◆ **Dataset rows**:
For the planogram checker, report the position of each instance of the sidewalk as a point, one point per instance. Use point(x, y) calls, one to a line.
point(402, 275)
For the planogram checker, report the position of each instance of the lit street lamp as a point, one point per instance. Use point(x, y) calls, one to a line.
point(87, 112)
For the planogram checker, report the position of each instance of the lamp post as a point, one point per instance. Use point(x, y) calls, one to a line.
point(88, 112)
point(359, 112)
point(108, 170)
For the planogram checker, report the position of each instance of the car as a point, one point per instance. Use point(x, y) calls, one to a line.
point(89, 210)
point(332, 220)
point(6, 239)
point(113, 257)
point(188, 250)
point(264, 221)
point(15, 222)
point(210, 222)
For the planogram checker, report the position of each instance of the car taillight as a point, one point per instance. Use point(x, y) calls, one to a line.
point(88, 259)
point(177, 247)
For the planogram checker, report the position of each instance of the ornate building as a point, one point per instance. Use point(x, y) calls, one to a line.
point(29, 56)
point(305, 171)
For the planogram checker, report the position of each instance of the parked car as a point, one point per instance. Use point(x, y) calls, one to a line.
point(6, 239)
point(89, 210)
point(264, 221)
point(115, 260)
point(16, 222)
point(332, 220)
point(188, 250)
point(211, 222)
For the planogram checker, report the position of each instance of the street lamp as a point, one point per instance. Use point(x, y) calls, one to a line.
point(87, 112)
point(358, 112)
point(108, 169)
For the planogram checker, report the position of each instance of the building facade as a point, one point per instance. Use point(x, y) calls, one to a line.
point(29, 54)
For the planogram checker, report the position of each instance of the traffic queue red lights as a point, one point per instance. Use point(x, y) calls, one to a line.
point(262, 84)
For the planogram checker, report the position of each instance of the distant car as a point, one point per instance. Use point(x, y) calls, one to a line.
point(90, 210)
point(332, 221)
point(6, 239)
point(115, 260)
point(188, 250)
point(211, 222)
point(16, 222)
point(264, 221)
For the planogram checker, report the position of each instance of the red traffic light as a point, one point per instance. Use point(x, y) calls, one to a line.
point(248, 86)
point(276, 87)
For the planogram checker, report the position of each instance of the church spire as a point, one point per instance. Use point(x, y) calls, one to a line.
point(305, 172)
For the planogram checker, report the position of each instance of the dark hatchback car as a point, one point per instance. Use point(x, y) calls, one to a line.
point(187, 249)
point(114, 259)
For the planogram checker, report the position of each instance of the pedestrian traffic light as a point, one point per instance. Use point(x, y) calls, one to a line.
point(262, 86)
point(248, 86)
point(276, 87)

◆ **Task objective**:
Reproduce every one of the lines above word for word, keeping them in their original order.

◆ **Result of this exercise**:
For the planogram checker, report the position of each instance of the sidewalk as a point, one point per instance. Use point(x, y) calls, one to a line.
point(402, 275)
For the planogram checker, report the position of each instance of the lit street lamp as a point, one point per instance. Use point(x, y) calls, one to a line.
point(87, 112)
For the planogram checker, report the position of each instance of the lamp post as a point, one point per instance. Use point(x, y) calls, one to a line.
point(88, 112)
point(359, 112)
point(108, 170)
For the planogram checker, report the position of each instance of the car as a point, one point per instance. Use point(x, y) calls, one to a line.
point(89, 210)
point(332, 220)
point(6, 239)
point(113, 257)
point(188, 250)
point(264, 221)
point(15, 222)
point(210, 222)
For the planogram checker, report the position of each instance of the car taillight as a point, one point per instance. Use point(x, y) calls, one to a line.
point(88, 259)
point(177, 247)
For the planogram checker, report the position of each instance of the ornate building as a point, one point per instance. Use point(x, y) calls, one to a line.
point(29, 56)
point(305, 171)
For the planogram checker, report the position of each instance of the parked car as a point, one point per instance. Use point(x, y) calls, one to a line.
point(6, 239)
point(89, 210)
point(264, 221)
point(115, 260)
point(16, 222)
point(332, 220)
point(188, 250)
point(211, 222)
For the planogram checker, report the position of each instance of the street lamp as a point, one point per instance. Use point(x, y) calls, one to a line.
point(87, 112)
point(358, 112)
point(108, 169)
For the planogram checker, report the position of each instance of the building facade as a point, one point per instance. Use point(x, y) calls, one to a line.
point(29, 54)
For the planogram checker, report the position of each instance of the traffic queue red lights as a point, one point per instance. Use point(x, y) calls, one to a line.
point(262, 84)
For the planogram checker, report the position of each instance of the distant car as a point, one point per instance. Use point(x, y) calls, one to a line.
point(90, 210)
point(332, 221)
point(6, 239)
point(115, 260)
point(188, 250)
point(211, 222)
point(16, 222)
point(264, 221)
For the planogram checker, report the position of each instance of the red traffic light as a point, one point per instance. Use point(x, y) calls, one to a line.
point(248, 86)
point(276, 87)
For the planogram checker, report the position of each instance of the church spire as a point, one point per instance. Use point(x, y) calls, one to a line.
point(305, 172)
For the planogram checker, report the position of each instance of the dark hatchback car as a point, one point per instance. Use point(x, y) calls, one to a line.
point(187, 249)
point(114, 259)
For the planogram checker, report the position of each instance of the pedestrian traffic light as a point, one point per instance. Use point(x, y) calls, one to a line.
point(262, 86)
point(248, 86)
point(276, 87)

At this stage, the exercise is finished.